-- Passage --
* * * * *

Agent Orange exposure and VA disability compensation
Agent Orange was a tactical herbicide the U.S. military used to clear leaves and vegetation for military operations mainly during the Vietnam War. Veterans who were exposed to Agent Orange may have certain related illnesses.
If you have an illness caused by exposure to Agent Orange during military service, read below to find out if you may be eligible for disability compensation and how to apply.
We've added 3 more presumptive conditions related to Agent Orange exposure
This expands benefits for Veterans and survivors with these presumptive conditions:
- Bladder cancer
If we denied your claim for any of these conditions in the past, we'll automatically review your case again. You don't need to file another claim. We'll send you a letter to let you know we're reviewing your case.
Am I eligible for VA disability benefits based on exposure to Agent Orange?
You may be eligible for VA disability benefits if you meet both of these requirements.

* * * * *

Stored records
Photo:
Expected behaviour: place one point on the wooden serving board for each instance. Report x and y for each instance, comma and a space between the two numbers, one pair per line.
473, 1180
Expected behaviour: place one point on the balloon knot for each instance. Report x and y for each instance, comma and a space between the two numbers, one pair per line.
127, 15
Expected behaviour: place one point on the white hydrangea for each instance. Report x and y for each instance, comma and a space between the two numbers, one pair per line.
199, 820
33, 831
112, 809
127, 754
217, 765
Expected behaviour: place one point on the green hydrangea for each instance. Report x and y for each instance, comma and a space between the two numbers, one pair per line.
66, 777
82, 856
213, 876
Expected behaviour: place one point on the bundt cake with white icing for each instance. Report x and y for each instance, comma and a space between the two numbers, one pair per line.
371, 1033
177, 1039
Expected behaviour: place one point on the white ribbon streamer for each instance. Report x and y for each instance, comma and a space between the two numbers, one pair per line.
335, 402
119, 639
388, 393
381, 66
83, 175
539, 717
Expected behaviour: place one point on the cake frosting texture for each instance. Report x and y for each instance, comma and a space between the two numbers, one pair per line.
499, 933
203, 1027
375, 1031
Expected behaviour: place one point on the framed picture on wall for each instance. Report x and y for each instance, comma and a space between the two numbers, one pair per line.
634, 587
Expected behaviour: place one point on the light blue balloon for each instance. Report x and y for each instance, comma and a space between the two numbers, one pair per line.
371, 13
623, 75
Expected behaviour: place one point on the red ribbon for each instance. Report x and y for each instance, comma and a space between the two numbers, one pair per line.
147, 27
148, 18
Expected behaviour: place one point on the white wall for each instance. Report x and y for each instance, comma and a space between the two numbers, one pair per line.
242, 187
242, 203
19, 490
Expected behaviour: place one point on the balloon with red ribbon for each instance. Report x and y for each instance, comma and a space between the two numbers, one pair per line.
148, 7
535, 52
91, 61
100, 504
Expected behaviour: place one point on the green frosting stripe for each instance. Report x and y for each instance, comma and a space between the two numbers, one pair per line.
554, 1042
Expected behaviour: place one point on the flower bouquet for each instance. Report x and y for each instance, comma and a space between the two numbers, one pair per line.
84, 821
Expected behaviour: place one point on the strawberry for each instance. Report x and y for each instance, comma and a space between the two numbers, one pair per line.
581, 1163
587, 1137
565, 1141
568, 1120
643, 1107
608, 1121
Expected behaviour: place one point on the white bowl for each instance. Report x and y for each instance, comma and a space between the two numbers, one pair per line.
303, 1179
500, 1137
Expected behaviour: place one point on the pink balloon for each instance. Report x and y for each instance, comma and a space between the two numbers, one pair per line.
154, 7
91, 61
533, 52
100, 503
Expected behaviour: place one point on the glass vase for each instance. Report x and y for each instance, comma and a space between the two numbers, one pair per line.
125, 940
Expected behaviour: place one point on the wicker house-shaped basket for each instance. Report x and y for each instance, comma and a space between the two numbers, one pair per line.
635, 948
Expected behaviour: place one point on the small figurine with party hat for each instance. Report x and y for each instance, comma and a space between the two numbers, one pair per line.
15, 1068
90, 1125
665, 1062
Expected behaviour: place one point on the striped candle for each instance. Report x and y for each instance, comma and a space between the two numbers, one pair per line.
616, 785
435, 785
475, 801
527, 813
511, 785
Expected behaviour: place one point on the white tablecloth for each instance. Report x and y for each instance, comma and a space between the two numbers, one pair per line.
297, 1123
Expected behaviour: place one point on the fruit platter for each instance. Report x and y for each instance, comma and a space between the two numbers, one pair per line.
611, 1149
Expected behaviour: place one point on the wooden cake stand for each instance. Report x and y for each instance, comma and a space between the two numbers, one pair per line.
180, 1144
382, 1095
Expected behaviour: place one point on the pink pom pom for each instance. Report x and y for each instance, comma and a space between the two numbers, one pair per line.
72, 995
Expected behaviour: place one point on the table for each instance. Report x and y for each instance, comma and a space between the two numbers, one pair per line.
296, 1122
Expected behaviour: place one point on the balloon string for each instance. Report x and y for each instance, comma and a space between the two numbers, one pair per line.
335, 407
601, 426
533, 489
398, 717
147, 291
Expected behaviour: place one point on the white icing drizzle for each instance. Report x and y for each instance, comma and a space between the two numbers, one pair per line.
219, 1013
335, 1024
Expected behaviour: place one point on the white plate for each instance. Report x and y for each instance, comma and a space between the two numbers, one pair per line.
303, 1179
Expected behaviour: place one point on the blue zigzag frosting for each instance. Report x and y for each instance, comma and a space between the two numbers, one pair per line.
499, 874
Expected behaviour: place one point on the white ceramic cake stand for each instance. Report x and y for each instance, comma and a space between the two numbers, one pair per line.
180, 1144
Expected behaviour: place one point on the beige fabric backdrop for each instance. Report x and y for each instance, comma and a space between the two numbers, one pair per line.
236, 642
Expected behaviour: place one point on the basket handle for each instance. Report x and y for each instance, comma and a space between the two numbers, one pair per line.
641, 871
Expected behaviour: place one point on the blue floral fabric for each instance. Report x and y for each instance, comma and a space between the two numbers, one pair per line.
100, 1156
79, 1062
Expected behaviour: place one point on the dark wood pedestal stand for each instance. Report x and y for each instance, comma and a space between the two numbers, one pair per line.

* * * * *

-- Required tasks --
(1) Using the Agent Orange page, say whether each statement agrees with it. Answer yes or no for each, and quote the words that decide it.
(a) Agent Orange was used mainly during the Korean War.
(b) Veterans whose past claim for one of the added presumptive conditions was denied must file a new claim.
(c) VA will send a letter saying the case is under review.
(2) Answer these from the Agent Orange page:
(a) What did the U.S. military use Agent Orange to clear?
(b) What will VA do with a past denied claim for one of the added presumptive conditions?
(c) How many requirements must a Veteran meet to be eligible for VA disability benefits based on exposure?
(3) Resume the Agent Orange page from where it stops.

-- Answer list --
(1)
(a) No: "mainly during the Vietnam War"
(b) No: "You don't need to file another claim."
(c) Yes: "We'll send you a letter to let you know we're reviewing your case."

(2)
(a) Leaves and vegetation for military operations
(b) Automatically review the case again
(c) Both requirements

(3)
Both of these must be true:
- You have an illness that’s caused by exposure to Agent Orange, and
- You served in a location that exposed you to Agent Orange
Read the full eligibility requirements.
Full eligibility requirements
We determine eligibility based on the facts of each Veteran’s claim. But we assume that certain cancers and other illnesses are caused by Agent Orange. We call these presumptive diseases. And we assume that Veterans who served in certain locations were exposed to Agent Orange. We refer to this as presumptive exposure.
Requirements for Agent Orange presumptive diseases
When sound medical and scientific evidence shows that an illness is caused by Agent Orange exposure, we add it to our list of presumptive diseases. If you’ve been diagnosed with one of these illnesses, you don’t need to prove that it started during—or got worse because of—your military service.
- Bladder cancer: A type of cancer that affects the bladder where urine is stored before it leaves the body. The most common type of bladder cancer starts in the cells that line the inside of the bladder. This is called urothelial or transitional cell carcinoma.
- Chronic B-cell leukemia: A type of cancer that affects white blood cells. These are cells in the body’s immune system that help to fight off illnesses and infections.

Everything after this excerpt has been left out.